» **Exercise directions**: Please decide whether each of the following statements agrees with the article on rugby league and the coronavirus, answering yes or no and quoting the words of the article that settle it. 1. Leeds Rhinos expects to lose about £1.5m of budgeted income over the next three months. 2. Leeds Rhinos has kept its financial reserves as cash to draw on during the crisis. 3. Hetherington names World War One as the nearest comparison to the current crisis.

» **Page excerpt**:
>>
Coronavirus: Reasons for optimism despite rugby league's 'biggest challenge'
- Published
Leeds Rhinos chief executive Gary Hetherington says rugby league faces the biggest challenge of its 125-year history during the coronavirus pandemic.
Hetherington says World War Two is the nearest comparison to the current crisis.
"We don't have air-raid shelters and rations, but our freedoms have been curtailed, our liberties are closed down, players have stopped playing, and fans have stopped watching," he said.
But Hetherington believes there is reason for optimism amidst the current gloom, and he outlined several key areas when he addressed an online media conference.
Rugby league is more united than it has been for a long time
"This is rugby league's biggest ever challenge in its 125th year. It's good to see the Rugby Football League and the Super League executives are working together and are engaged with our key partners.
"The Super League clubs are working really well together as well, communicating daily.
"The objective is to deliver as much of the programme as possible. The criteria is what is in the best interests of the game.
"Everything is on the table. Everyone has to contribute. All our Super League clubs are individual businesses and are often very different from each other, but the aim collectively is the survival of all 12 clubs and, by working together and with the GMB union, we believe we can deliver an effective outcome.
"Amidst the gloom there will be opportunities, we have to take advantage of the opportunities that come our way. We have to be creative and resourceful. Above all, show the traits that have defined the character of rugby league for the past 125 years.
"We have to be tough, resilient, against the odds, almost heroic."
Leeds 'the club with the biggest challenge'
"Normally in sport, the club with the biggest and most diverse business, best facilities and most staff generally has an advantage.
"At Leeds Rhinos, we now class ourselves as probably the club with the biggest challenge.
"All of our income streams have been developed over many years. Conference and banqueting, corporate events, business seminars, catering, hotel, our retail operations, lottery, cafe bar - all of those incomes have run dry.
"We anticipate, probably, a £1.5m hit over the next three months from budgeted income that now won't arrive.
"But of course we still have significant commitments, not least our 150 players and staff. We've made a commitment to them to maintain their employment certainly for the next three months.
"All of the financial reserves we've built up over the many years as a profitable organisation have been invested in our new facilities. So now we're living off the cash that has been generated so far this season from our sponsors, our corporate members and our season ticket holders.
"Their continued support is absolutely crucial. But we actually need more, so we've got to be resourceful. We've got to generate new income schemes in times of crisis. We'd ask our fans to back us in whatever we do."
Why rugby league can survive this crisis
"We have got the benefit, more than other sports, that we can run our season to the end of this year and beyond the end of this year if we have to. We have got more flexibility in our sport than other sports have got.
"Taking the most pessimistic view that we don't start at all, we're talking about really serious implications for the continuing of businesses. But that of course stretches way beyond rugby league.
"I believe rugby league can come out of this intact because we have managed our financial responsibilities probably better than many other sports over the last decade or so.
"Now that gives us an advantage to manage our way through the next three, to six, to nine months.
"In other sports, their player wage bill as spiralled out of control. In rugby union, we had a similar wage bill - Premiership and Super League - about five or six years ago. But now it's a vastly different one. Rugby league has managed its salary cap pretty well.
<<
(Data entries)
>>
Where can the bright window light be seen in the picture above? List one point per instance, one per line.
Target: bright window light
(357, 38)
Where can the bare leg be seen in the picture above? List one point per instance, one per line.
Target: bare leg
<<
» **The answer**:
1. Yes: "We anticipate, probably, a £1.5m hit over the next three months from budgeted income that now won't arrive."
2. No: "All of the financial reserves we've built up over the many years as a profitable organisation have been invested in our new facilities."
3. No: "Hetherington says World War Two is the nearest comparison to the current crisis."